Saved entries
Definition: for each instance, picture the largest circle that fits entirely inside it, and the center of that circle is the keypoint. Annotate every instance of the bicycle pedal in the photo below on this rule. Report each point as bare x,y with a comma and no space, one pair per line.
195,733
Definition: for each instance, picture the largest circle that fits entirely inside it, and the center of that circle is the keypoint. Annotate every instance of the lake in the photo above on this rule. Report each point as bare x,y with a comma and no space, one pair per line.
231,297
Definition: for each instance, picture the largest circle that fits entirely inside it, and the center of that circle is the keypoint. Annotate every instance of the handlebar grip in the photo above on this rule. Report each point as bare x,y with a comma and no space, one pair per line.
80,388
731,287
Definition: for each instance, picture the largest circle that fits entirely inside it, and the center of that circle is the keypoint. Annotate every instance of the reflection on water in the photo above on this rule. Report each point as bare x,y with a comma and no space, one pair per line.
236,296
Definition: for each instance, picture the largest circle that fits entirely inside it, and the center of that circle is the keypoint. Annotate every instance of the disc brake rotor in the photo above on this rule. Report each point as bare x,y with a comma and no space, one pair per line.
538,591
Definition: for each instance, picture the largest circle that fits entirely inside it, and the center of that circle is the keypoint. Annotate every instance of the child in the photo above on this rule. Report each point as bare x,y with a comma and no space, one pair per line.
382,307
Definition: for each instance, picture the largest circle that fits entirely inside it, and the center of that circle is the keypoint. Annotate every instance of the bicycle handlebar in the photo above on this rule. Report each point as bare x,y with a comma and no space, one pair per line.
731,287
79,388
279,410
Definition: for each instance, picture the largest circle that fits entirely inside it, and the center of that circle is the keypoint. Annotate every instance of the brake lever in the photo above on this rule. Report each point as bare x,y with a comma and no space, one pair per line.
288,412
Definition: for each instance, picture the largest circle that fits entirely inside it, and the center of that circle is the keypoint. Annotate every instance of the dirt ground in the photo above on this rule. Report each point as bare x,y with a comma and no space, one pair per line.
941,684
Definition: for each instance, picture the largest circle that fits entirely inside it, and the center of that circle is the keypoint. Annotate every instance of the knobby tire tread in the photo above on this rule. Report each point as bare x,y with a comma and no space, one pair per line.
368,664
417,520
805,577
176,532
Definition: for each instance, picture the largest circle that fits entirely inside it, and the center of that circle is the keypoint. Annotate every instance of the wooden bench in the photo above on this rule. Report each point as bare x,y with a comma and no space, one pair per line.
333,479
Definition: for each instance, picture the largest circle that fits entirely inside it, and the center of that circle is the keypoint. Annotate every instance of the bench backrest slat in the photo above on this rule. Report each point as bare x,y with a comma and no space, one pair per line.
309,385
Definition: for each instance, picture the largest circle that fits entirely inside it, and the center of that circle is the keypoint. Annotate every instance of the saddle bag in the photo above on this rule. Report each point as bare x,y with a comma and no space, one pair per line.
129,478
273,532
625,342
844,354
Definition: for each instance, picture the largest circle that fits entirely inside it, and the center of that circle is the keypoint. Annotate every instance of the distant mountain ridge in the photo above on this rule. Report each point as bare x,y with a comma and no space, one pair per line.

■ Exercise goal
A complete and exact repetition of the entries is required.

■ Solution to the exercise
Definition: for each instance, picture the largest circle that fits entirely inside it, and the center of that circle is the keypoint. Annotate every instance of the bicycle pedal in the photo below on this rule. Report each point as bare x,y with a comma and no space, one pair per line.
195,733
Definition: for each instance, picture the largest circle that fits entirely inside it, and the center of that circle is the keypoint. Annotate every instance of the lake in the photo above on this rule. Report each point as bare x,y with a comma and no space, one pair per line.
231,297
Definition: for each instance, picture the largest circle that fits entirely inside it, and the center of that circle is the keypoint. Annotate every instance of the handlebar grip in the photo above on this rule. Report each point as bare x,y with a comma and no space, one pair per line.
80,388
731,287
Definition: for each instance, picture the largest circle that fits entirely inside it, and the center of that circle is the keypoint. Annotate every instance of the reflection on water in the photo above on this rule. Report each point as bare x,y with a comma and no space, one pair per line.
236,296
Definition: for each instance, picture the largest circle that fits entirely inside it, and the center of that circle is the keypoint. Annotate every instance of the disc brake rotor in the photo above on this rule. Report each point as bare x,y with a comma and no space, one pair per line.
538,591
Definition: for each instance, picture the largest circle that fits entirely inside it, and the center of that circle is the keypoint. Annotate every instance of the child in the photo above on this rule. Report each point as bare x,y with a comma and no space, one pair per line.
382,307
Definition: for each instance, picture the largest circle that fits entirely inside it, and the center of that circle is the keypoint. Annotate every instance of the bicycle handlebar in the photo above on this rule. Report each point as bare x,y with a comma and no space, one pair per line.
731,287
79,388
279,410
Definition: for each instance, picture the largest circle that fits entirely inside it, and the center of that circle is the keypoint. Annotate every instance of the brake lever in the photo above on this rule. Report each point as bare x,y with a comma and no space, one pair per line.
288,412
Definition: for each instance, picture the largest circle that fits entirely inside it, and the center of that circle is the keypoint. Annotate every instance of the dirt ground in the photo above on this rule. Report each point as bare x,y with a comma and no space, one pair per line.
941,684
Definition: for each instance, picture the largest circle that fits entirely inside it, and the center of that circle is the keypoint. Annotate every instance of the knobby tire tread in the photo above on this rule. Report each point as bare x,y with a comma and no space, one pair per line.
368,664
417,520
805,577
176,532
Definition: for each instance, picture the largest circle that fits entirely inside it, and the center of that circle is the keypoint. Annotate every instance of the wooden bench in the photo above on this rule. Report each point as bare x,y with a comma and no space, one pair per line.
333,479
Definition: for each instance, picture the largest circle that fits entirely inside it, and the center of that circle is the keypoint. Annotate every instance of the bench backrest slat in the photo above on this rule. Report each point as bare x,y with a comma and no space, one pair per line.
309,385
Definition: for each instance, picture the largest circle that fits entirely inside it, and the center of that circle is the keypoint. Annotate every instance of the saddle bag in the photo above on this rule. Report each point as bare x,y with a comma and no space, one pair per line.
129,478
273,532
625,342
844,354
Definition: for each instance, picture the largest circle that fits entirely inside it, and the center of that circle is the keypoint. Annotate every instance of the distant mountain ridge in the photo above on this rule. Report each point as bare x,y with a comma and no space, one pair per line.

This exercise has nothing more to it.